■ **Requirement**
How many lines of the material below contain the string "striped"? Case matters; give only the number.

■ **Excerpted data**
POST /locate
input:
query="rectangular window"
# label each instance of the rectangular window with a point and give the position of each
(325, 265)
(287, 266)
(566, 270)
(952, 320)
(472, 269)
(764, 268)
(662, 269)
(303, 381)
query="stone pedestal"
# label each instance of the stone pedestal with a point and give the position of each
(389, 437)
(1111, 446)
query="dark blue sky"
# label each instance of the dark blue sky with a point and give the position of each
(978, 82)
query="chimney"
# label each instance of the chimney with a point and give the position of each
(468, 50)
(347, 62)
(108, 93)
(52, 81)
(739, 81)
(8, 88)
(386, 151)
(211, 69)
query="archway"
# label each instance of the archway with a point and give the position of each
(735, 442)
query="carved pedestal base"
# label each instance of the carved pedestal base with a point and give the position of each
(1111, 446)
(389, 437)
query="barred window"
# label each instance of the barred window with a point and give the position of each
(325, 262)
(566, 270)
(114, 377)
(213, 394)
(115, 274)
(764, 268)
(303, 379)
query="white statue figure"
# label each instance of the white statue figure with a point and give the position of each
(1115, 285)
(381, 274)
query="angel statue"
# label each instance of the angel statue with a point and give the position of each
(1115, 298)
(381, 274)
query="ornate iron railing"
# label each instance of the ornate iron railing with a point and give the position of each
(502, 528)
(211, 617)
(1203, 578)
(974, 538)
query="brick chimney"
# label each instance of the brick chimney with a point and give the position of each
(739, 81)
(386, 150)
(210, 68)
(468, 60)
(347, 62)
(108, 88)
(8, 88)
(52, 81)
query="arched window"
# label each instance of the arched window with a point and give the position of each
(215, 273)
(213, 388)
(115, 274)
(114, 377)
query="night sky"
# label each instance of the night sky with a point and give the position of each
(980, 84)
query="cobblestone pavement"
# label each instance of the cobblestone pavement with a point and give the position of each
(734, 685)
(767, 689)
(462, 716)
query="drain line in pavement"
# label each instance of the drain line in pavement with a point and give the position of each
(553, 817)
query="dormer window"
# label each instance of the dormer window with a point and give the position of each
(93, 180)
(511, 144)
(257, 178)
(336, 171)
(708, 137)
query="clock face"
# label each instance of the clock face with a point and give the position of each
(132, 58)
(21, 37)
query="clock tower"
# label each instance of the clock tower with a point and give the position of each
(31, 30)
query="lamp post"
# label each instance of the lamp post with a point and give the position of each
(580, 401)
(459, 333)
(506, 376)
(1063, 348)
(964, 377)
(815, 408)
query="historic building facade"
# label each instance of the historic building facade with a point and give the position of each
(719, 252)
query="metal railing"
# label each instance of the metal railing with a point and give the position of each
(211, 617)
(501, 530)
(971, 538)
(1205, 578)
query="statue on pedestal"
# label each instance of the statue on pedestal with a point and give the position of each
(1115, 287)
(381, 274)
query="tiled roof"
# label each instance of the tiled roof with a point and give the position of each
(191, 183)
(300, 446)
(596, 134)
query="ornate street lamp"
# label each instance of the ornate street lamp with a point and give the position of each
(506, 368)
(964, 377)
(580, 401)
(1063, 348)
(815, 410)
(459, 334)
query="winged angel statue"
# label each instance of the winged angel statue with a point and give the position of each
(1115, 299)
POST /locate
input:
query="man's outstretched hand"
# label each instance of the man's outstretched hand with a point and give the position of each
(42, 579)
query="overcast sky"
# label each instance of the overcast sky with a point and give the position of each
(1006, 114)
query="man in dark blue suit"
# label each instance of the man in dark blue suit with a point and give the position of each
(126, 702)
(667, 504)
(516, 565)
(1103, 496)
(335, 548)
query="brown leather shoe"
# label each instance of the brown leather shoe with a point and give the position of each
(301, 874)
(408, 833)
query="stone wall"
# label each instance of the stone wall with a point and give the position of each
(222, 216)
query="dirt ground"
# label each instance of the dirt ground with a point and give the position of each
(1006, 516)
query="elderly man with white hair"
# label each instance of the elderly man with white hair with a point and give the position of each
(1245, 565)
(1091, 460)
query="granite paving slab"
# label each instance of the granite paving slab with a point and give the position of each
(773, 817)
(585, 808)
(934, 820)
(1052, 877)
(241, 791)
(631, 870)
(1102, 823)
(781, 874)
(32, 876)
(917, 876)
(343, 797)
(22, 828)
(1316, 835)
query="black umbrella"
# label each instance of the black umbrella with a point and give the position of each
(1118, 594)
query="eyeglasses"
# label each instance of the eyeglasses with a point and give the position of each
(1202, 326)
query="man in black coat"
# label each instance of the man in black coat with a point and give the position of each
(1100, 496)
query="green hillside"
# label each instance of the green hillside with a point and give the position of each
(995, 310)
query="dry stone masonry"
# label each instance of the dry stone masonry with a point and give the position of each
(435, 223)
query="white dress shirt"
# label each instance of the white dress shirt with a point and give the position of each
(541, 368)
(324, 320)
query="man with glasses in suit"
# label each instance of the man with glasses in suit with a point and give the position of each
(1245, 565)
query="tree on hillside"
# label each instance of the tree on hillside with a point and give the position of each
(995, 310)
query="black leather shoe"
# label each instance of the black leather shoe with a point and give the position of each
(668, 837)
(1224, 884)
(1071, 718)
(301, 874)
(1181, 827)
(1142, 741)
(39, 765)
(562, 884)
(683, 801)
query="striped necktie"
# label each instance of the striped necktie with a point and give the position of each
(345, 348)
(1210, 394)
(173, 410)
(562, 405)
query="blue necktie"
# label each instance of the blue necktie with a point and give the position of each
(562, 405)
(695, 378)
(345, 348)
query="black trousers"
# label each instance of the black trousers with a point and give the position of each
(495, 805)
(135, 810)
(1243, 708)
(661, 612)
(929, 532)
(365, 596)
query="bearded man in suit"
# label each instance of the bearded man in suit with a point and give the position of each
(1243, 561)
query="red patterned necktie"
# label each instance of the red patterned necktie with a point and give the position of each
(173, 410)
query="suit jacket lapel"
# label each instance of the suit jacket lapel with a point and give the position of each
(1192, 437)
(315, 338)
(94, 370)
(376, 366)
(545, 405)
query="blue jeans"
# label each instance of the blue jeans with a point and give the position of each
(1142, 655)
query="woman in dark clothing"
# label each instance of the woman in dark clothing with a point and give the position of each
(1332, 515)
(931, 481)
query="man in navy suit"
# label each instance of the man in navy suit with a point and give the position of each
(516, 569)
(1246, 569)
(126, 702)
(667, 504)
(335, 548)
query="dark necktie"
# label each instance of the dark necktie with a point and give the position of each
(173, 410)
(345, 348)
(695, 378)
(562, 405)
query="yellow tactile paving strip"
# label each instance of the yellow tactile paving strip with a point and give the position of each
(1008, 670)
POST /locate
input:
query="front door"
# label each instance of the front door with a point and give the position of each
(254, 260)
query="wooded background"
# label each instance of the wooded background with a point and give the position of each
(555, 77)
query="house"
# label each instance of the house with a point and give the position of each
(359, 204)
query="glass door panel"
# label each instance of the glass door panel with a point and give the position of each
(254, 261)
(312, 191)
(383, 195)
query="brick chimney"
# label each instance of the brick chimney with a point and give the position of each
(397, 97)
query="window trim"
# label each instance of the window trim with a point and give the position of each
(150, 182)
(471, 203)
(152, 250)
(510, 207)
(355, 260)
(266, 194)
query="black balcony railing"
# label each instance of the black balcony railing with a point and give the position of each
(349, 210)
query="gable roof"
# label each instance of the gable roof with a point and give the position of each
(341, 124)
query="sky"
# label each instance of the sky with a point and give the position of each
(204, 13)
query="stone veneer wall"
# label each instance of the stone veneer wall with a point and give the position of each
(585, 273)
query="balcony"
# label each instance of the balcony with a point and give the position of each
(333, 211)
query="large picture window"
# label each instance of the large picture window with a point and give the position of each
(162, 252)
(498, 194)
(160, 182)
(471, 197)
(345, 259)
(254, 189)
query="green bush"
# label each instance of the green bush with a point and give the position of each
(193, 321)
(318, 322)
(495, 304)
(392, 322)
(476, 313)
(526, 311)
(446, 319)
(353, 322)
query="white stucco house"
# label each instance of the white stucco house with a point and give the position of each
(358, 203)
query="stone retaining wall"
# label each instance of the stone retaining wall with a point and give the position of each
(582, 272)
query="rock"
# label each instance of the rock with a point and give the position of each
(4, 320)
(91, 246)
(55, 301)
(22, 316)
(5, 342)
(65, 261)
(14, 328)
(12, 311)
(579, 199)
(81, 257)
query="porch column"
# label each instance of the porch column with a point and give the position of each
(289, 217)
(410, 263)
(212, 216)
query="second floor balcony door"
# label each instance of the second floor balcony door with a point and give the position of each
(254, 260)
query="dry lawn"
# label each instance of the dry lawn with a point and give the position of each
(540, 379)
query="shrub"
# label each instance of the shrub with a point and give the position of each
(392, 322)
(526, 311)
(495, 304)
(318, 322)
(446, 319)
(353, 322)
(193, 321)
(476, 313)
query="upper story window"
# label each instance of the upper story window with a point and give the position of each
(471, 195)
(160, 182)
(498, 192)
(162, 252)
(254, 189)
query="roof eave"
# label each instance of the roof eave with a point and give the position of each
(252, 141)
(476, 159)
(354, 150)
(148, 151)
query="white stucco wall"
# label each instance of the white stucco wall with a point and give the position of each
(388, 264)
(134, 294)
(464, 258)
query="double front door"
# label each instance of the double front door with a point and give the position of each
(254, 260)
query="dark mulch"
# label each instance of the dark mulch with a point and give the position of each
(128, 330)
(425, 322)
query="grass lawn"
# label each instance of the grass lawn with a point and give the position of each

■ **Exercise output**
2